____ Material supplied

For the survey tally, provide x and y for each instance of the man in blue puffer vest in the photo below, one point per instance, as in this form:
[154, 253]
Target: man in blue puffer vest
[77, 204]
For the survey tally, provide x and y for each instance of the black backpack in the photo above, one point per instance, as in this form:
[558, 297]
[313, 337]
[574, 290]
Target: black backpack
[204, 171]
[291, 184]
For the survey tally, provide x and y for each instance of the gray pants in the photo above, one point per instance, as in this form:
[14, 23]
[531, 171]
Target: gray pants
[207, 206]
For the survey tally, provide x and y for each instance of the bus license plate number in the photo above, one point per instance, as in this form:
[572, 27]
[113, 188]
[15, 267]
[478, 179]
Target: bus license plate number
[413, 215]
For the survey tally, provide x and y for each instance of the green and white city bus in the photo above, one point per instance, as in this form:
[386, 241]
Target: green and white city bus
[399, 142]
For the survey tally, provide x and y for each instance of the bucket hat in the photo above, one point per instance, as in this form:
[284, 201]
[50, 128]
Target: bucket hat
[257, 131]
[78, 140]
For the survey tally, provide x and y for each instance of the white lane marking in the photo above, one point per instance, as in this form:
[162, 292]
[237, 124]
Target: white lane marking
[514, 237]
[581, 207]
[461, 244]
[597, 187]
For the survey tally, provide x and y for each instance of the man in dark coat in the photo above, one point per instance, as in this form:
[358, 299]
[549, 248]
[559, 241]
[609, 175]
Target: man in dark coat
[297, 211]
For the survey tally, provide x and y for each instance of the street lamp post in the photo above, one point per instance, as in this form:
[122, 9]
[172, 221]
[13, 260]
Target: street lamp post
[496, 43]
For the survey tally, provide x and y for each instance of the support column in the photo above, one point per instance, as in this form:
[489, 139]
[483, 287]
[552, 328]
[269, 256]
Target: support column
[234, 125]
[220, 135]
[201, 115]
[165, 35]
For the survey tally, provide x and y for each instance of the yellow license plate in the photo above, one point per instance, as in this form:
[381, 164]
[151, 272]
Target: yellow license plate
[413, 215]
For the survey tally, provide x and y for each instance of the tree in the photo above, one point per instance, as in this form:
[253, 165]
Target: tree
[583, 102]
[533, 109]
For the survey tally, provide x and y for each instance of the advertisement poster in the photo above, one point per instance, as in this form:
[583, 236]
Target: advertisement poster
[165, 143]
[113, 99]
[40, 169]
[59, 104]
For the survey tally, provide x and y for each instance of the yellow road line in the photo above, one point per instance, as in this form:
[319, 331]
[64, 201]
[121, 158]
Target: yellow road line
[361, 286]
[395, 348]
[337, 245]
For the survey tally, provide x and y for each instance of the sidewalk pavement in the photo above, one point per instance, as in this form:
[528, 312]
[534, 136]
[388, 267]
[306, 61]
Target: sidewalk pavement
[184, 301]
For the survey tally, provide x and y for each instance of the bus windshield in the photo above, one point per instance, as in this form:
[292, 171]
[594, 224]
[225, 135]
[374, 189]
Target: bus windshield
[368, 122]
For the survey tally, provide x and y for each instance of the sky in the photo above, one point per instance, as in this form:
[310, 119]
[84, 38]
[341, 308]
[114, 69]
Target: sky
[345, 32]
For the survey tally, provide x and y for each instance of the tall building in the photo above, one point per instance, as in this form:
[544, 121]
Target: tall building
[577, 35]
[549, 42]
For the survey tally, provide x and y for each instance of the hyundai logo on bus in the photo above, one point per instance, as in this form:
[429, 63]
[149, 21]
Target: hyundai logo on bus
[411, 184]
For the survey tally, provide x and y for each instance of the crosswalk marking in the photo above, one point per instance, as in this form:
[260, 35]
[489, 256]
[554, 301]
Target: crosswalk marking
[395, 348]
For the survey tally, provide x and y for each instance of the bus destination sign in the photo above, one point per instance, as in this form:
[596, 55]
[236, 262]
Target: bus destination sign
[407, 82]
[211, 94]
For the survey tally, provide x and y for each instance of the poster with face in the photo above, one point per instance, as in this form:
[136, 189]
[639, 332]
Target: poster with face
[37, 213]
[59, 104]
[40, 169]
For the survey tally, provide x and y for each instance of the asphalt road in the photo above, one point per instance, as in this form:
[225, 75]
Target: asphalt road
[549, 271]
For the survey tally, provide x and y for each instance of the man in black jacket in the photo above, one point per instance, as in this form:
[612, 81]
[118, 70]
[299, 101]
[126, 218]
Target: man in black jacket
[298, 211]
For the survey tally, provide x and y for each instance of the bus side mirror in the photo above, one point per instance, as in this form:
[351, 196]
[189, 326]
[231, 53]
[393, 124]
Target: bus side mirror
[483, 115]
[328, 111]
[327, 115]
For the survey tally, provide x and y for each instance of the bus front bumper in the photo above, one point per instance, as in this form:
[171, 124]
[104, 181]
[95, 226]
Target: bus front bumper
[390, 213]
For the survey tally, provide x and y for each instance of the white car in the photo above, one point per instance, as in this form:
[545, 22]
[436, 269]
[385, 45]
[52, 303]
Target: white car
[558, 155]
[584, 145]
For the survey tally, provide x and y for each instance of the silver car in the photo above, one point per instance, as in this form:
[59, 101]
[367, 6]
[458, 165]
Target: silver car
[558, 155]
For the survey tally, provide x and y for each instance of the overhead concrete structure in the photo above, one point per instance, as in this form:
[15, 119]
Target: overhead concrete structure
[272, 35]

________

The material above must be returned word for word, complete.

[Solution to this problem]
For the survey tally, provide x and y for each instance of the man in blue puffer vest in the photo below, one point per instance, as in this form:
[154, 253]
Target: man in blue puffer vest
[77, 204]
For the survey tally, provide x and y for each instance of the black backpack in the photo above, one point per instance, as in this form:
[558, 297]
[313, 337]
[574, 290]
Target: black backpack
[204, 171]
[291, 184]
For the survey tally, provide x and y for each instance of the gray pants in the photo above, one point per instance, as in this form:
[14, 23]
[531, 171]
Target: gray pants
[207, 206]
For the survey tally, provide x and y for each instance of the bus license plate number in the photo above, one point per instance, as in this form:
[572, 27]
[113, 188]
[15, 267]
[478, 179]
Target: bus license plate number
[413, 215]
For the survey tally, provide x and y for each instance of the green and white city bus in the photo above, one point per instance, as in this form:
[386, 241]
Target: green and white city bus
[399, 142]
For the survey tally, provide x and y for each instance of the bucket hat in the photo above, one point per instance, as in this form:
[284, 201]
[50, 128]
Target: bucket hat
[257, 131]
[78, 140]
For the survey tally, provide x and y for each instance of the white lane marking in the photo above, one point per instance, as in this form:
[162, 292]
[237, 124]
Target: white lane marking
[514, 237]
[581, 207]
[461, 244]
[597, 187]
For the survey tally, provide x and y for each instance of the man in dark coat in the photo above, one point per instance, as in this form:
[358, 299]
[549, 248]
[559, 241]
[609, 175]
Target: man in dark coat
[297, 211]
For the survey tally, provide x and y for each instance of the street lamp post in the photo above, one point per instance, as in this form:
[122, 9]
[172, 221]
[13, 260]
Target: street lamp post
[496, 43]
For the survey tally, provide x and y for each instance of the support column in the photo above, one point per instance, as in this form:
[489, 139]
[483, 287]
[552, 328]
[269, 256]
Target: support column
[234, 125]
[220, 135]
[201, 115]
[165, 35]
For the survey tally, provide x and y for each instance of the yellow license plate in the photo above, one point per instance, as in this form:
[381, 164]
[151, 272]
Target: yellow license plate
[413, 215]
For the survey tally, provide x and y for each instance of the tree in the photo above, one point per instance, as in this form:
[253, 165]
Target: tree
[583, 102]
[533, 109]
For the survey tally, provide x and y for each instance of the advertisement poster in the photo above, one point per instance, as in this form:
[583, 236]
Target: advertisement poster
[165, 143]
[113, 99]
[40, 169]
[59, 104]
For the survey tally, provide x and y for each instance of the yellow road line in the photo above, one point per instance, as in this form:
[319, 331]
[64, 201]
[121, 158]
Target: yellow road line
[361, 286]
[395, 348]
[337, 245]
For the survey tally, provide x and y for each instance of the sidewalk pavement in the photo above, one point per instance, as in this form:
[528, 312]
[534, 136]
[388, 267]
[306, 61]
Target: sidewalk pavement
[184, 301]
For the survey tally, provide x and y for each instance of the bus windshield in the photo above, one point per instance, as in this form:
[292, 171]
[594, 224]
[225, 135]
[374, 189]
Target: bus windshield
[368, 122]
For the survey tally, provide x and y for each instance of the sky in the photo above, one point per instance, as in this form:
[310, 119]
[84, 38]
[341, 308]
[114, 69]
Target: sky
[345, 32]
For the survey tally, provide x and y for each instance of the tall building in the photo above, one point per instance, as in this form:
[544, 121]
Target: tall building
[577, 35]
[549, 42]
For the survey tally, provide x and y for each instance of the hyundai logo on bus in the photo above, one point per instance, as in this form:
[429, 63]
[149, 21]
Target: hyundai logo on bus
[411, 184]
For the survey tally, provide x and y for each instance of the crosswalk marking in the photo above, one point per instance, as in this form:
[260, 35]
[489, 256]
[554, 301]
Target: crosswalk marking
[395, 348]
For the survey tally, provide x and y for each instance of the bus destination sign in the photo above, one point per instance, as in this form:
[596, 55]
[236, 262]
Target: bus destination sign
[407, 82]
[211, 94]
For the survey tally, provide x and y for each instance of the poster with face in the photo above, one point per instance, as in this form:
[136, 189]
[639, 332]
Target: poster with face
[37, 213]
[59, 104]
[40, 169]
For the survey tally, provide x and y for each instance of the asphalt road in the photo above, one point per instance, as in this form:
[225, 75]
Target: asphalt road
[549, 271]
For the survey tally, provide x and y for each instance of the man in black jacket in the photo above, one point per instance, as in this form:
[612, 81]
[118, 70]
[299, 101]
[126, 218]
Target: man in black jacket
[298, 211]
For the survey tally, provide x and y for each instance of the bus side mirror in the photo above, one point per instance, as in this form:
[351, 196]
[189, 326]
[231, 53]
[393, 124]
Target: bus side mirror
[483, 115]
[328, 111]
[327, 115]
For the survey tally, provide x and y for each instance of the bus front bumper in the photo above, one point per instance, as in this form:
[171, 124]
[104, 181]
[95, 226]
Target: bus front bumper
[390, 213]
For the survey tally, provide x and y for each instance of the white car in the photo above, one point per instance, as in this form:
[545, 22]
[436, 269]
[385, 45]
[52, 303]
Target: white car
[558, 155]
[584, 145]
For the survey tally, provide x and y for each instance of the silver car in the photo above, one point per instance, as in this form:
[59, 101]
[367, 6]
[458, 165]
Target: silver car
[558, 155]
For the survey tally, provide x and y for each instance of the overhead concrete structure in the photo above, one point per instance, as in this form:
[15, 119]
Target: overhead concrete structure
[272, 35]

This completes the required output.